Start of MATERIAL TO PROCESS
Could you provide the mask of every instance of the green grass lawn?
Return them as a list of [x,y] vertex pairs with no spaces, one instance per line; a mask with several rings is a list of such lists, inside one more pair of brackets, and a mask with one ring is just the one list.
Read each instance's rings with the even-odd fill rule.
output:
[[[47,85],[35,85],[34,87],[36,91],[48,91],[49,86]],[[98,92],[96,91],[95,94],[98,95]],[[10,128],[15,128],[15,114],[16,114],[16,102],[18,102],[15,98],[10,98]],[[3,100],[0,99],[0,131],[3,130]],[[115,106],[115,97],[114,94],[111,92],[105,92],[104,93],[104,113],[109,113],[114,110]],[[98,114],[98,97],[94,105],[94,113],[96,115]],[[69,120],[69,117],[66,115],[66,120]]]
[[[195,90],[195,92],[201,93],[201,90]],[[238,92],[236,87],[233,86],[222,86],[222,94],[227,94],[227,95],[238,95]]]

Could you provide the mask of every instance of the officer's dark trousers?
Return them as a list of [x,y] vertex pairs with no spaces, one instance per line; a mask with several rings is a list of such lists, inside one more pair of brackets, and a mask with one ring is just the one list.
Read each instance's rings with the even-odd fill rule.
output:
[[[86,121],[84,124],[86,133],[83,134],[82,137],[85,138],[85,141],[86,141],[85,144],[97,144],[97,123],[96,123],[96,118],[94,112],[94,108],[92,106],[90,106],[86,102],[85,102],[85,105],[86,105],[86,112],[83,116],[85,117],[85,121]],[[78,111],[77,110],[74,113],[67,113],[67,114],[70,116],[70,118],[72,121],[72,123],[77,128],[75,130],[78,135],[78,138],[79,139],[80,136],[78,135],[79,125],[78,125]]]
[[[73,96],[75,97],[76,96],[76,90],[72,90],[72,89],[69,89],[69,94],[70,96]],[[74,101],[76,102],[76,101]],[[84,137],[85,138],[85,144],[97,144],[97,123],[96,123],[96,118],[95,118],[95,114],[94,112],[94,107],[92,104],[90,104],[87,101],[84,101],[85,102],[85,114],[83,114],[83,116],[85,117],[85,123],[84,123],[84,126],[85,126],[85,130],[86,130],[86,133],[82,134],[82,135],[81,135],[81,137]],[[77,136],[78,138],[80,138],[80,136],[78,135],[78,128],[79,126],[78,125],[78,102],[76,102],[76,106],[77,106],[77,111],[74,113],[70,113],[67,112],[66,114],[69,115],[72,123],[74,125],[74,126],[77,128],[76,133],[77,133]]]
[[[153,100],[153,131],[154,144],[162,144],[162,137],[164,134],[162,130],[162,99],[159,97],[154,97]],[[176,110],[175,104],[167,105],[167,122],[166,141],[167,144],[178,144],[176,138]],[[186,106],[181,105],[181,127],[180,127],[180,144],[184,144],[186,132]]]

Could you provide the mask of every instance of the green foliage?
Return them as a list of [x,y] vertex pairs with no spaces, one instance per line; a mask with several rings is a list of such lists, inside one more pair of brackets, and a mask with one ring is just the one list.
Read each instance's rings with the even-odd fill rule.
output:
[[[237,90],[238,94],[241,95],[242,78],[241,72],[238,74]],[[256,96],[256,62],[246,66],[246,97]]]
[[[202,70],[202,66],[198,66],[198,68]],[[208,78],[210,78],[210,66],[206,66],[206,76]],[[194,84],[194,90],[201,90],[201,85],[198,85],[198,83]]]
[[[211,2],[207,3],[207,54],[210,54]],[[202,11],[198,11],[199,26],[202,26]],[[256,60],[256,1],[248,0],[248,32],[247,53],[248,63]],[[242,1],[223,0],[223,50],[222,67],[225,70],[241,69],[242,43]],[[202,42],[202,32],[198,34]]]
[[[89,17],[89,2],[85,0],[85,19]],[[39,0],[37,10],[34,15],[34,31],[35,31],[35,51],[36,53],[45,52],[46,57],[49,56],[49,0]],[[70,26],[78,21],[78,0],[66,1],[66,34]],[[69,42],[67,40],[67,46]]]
End of MATERIAL TO PROCESS
> TASK DETAILS: Could you give the records above as a two-column CSV with the columns input_text and expected_output, one row for each record? Put the record's text and its answer each in a single quoted field, with line breaks turned into spaces.

> CORRECT RESULT:
input_text,expected_output
"Could you provide the mask of every instance of the green grass lawn? Return them as a list of [x,y] vertex pairs with no spaces, one instance per line; a mask with several rings is a list of such lists, inside one more pair of brackets, and a mask with one ring is just the one list. Read each instance's rings with the even-odd fill rule. output:","[[[47,85],[35,85],[34,87],[36,91],[48,91],[49,86]],[[98,92],[96,91],[95,94],[98,95]],[[10,128],[15,128],[15,114],[16,114],[16,102],[18,102],[15,98],[10,98]],[[3,100],[0,99],[0,131],[3,130]],[[115,106],[115,97],[114,94],[111,92],[105,92],[104,93],[104,113],[109,113],[114,110]],[[98,114],[98,97],[94,105],[94,113],[96,115]],[[69,120],[69,117],[66,115],[66,120]]] [[[195,90],[195,92],[201,93],[201,90]],[[238,92],[236,87],[233,86],[222,86],[222,94],[227,94],[227,95],[238,95]]]"
"Could you provide the mask of every instance of the officer's dark trousers? Return them as a list of [x,y] vertex pairs with no spaces, one instance per line; a mask with several rings is a list of such lists, inside one more pair of brackets, and a mask with one ring is just the one list. Read each instance's rings with the even-odd fill rule. output:","[[[86,121],[84,124],[86,133],[83,134],[82,137],[85,138],[85,141],[86,141],[85,144],[97,144],[97,123],[96,123],[96,118],[94,112],[94,108],[92,106],[90,106],[86,102],[85,102],[85,105],[86,105],[86,112],[83,116],[85,117],[85,121]],[[78,111],[77,110],[74,113],[67,113],[67,114],[70,116],[70,118],[72,121],[72,123],[77,128],[75,130],[78,135],[78,138],[79,139],[80,136],[78,135],[79,125],[78,125]]] [[[73,96],[75,97],[76,96],[76,90],[72,90],[72,89],[69,89],[69,94],[70,96]],[[74,101],[76,102],[76,101]],[[84,137],[85,138],[85,144],[97,144],[97,123],[96,123],[96,118],[95,118],[95,114],[94,112],[94,107],[92,104],[90,104],[87,101],[84,101],[85,102],[85,114],[83,114],[83,116],[85,117],[85,123],[84,123],[84,126],[85,126],[85,130],[86,130],[86,133],[82,134],[82,135],[81,135],[81,137]],[[77,136],[78,138],[80,138],[80,136],[78,135],[78,128],[79,126],[78,125],[78,102],[76,102],[76,106],[77,106],[77,111],[74,113],[70,113],[67,112],[66,114],[69,115],[72,123],[74,125],[74,126],[77,128],[76,133],[77,133]]] [[[153,100],[153,131],[154,144],[162,144],[162,137],[164,134],[162,130],[162,99],[159,97],[154,97]],[[176,110],[175,104],[167,105],[167,122],[166,141],[167,144],[178,144],[176,138]],[[186,106],[181,105],[181,127],[180,127],[180,144],[184,144],[186,132]]]"
"Could you provide the mask of every instance of the green foliage? Return them as a list of [x,y] vertex pairs with no spaces, one instance per line; a mask with several rings is a list of such lists, inside one more pair of brackets, and a mask with one ring is just the one list. Read each instance's rings with the even-odd fill rule. output:","[[[237,90],[238,94],[241,95],[242,78],[241,72],[238,74]],[[256,96],[256,62],[246,66],[246,97]]] [[[202,70],[202,66],[198,66],[198,68]],[[208,78],[210,78],[210,66],[206,66],[206,76]],[[194,84],[194,90],[201,90],[201,85],[198,85],[198,83]]] [[[211,2],[207,3],[207,54],[210,54]],[[202,11],[198,11],[199,26],[202,26]],[[256,60],[256,1],[248,0],[248,32],[247,53],[248,63]],[[242,1],[223,0],[223,50],[222,67],[225,70],[241,69],[242,43]],[[202,42],[202,32],[198,34]]] [[[89,17],[89,2],[85,0],[85,19]],[[39,0],[37,10],[34,15],[34,31],[35,31],[35,51],[36,53],[45,52],[46,57],[49,56],[49,0]],[[70,26],[78,21],[78,0],[66,1],[66,34]],[[69,42],[67,40],[67,46]]]"